Task to carry out:
For this exercise, write out each entry below exactly as it reads.

══ Supplied entries ══

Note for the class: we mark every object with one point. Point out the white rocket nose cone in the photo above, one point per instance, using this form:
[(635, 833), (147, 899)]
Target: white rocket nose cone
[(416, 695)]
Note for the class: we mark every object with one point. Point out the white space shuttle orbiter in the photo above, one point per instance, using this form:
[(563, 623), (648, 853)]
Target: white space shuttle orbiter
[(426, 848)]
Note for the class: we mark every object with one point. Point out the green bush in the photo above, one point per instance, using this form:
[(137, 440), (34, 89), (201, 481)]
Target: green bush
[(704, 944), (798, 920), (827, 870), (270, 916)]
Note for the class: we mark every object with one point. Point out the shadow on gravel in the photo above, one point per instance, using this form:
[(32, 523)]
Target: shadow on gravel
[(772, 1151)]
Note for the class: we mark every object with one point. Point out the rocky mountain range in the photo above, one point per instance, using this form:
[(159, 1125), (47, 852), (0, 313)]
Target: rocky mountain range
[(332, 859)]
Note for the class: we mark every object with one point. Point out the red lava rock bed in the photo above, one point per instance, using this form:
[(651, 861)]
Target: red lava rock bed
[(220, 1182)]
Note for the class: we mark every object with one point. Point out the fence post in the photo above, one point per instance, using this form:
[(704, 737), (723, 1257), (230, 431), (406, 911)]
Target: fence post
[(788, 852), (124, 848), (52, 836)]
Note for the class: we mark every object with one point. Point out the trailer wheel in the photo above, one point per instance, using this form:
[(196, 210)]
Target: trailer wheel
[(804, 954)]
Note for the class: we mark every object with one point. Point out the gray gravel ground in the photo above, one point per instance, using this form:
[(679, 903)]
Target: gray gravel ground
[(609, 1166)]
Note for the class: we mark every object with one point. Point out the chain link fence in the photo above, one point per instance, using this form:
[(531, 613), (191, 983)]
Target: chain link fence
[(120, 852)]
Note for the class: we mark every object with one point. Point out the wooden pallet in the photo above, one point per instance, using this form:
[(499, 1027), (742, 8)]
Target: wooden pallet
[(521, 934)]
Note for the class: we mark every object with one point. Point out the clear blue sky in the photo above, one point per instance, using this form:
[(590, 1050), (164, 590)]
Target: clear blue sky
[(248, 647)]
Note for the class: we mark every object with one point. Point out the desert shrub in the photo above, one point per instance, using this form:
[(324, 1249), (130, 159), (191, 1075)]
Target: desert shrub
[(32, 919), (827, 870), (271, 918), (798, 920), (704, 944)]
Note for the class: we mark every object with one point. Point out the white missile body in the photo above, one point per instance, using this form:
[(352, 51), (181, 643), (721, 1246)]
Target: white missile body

═══

Solved problem:
Note for the class: we mark every object with one point. Point out the white rocket nose cone in the photo above, one point per instance, using this form:
[(635, 833), (147, 899)]
Target: white rocket nose cone
[(416, 695)]
Note for the class: we mark every object with one point. Point out the white space shuttle orbiter in the photo above, one point per instance, using this form:
[(563, 623), (648, 853)]
Target: white space shuttle orbiter
[(426, 848)]
Note for the class: we mark every object with one point. Point out the green bush in the photo above, one point per instance, using this form:
[(137, 440), (34, 89), (201, 481)]
Target: green bush
[(704, 944), (798, 920), (827, 870), (270, 916)]
Note for the class: we mark every object with one point. Point out the shadow on gravel in the photo above, one point per instance, using this form:
[(32, 523)]
Target: shadow on gravel
[(772, 1151)]
Note for the class: we mark every object with one point. Point out the rocky mountain range in the photo above, one point per instance, using this form:
[(159, 1125), (47, 852), (0, 313)]
Target: rocky mountain range
[(332, 859)]
Note for the class: we mark every object with one point. Point out the red lava rock bed in the photo above, one point per instance, using this form:
[(651, 861)]
Target: red lava rock bed
[(220, 1182)]
Note for the class: we mark every object with one point. Point out the fence post in the photo above, one point per instance, using this form:
[(704, 737), (723, 1257), (230, 431), (406, 911)]
Target: fence post
[(788, 852), (124, 848), (52, 836)]
Note for the class: we mark every object with one point. Point out the trailer wheel in the photo above, one point per instance, using this form:
[(196, 210)]
Target: trailer wheel
[(804, 954)]
Note for the class: we mark every object with one point. Point out the gray gravel ground in the photo above, one point per instance, using this form:
[(679, 903)]
Target: gray gravel ground
[(609, 1166)]
Note for the class: we mark every object with one point. Point out the chain link fence in the photo above, one point per instance, using this form:
[(531, 613), (191, 983)]
Target: chain link fence
[(120, 852)]
Note for the class: we mark every object with one point. Point out the wooden pallet in the photo above, one point per instance, using this form:
[(499, 1027), (742, 8)]
Target: wooden pallet
[(521, 934)]
Note for the class: we mark every object with one point. Point out the clear blue sky in the photo above, one point per instance, using this form:
[(590, 1050), (164, 590)]
Target: clear blue sky
[(248, 647)]
Note for the class: we mark every object with one point. Point out the desert shrub in the photo above, one point per instance, using this form:
[(324, 1249), (130, 159), (191, 1075)]
Target: desert shrub
[(32, 919), (827, 870), (271, 918), (798, 920), (704, 944)]
Note for the class: we mark every object with one point. Point out the white missile body in the photo above, one point per instance, using this form:
[(352, 51), (181, 643), (721, 1246)]
Target: white missile body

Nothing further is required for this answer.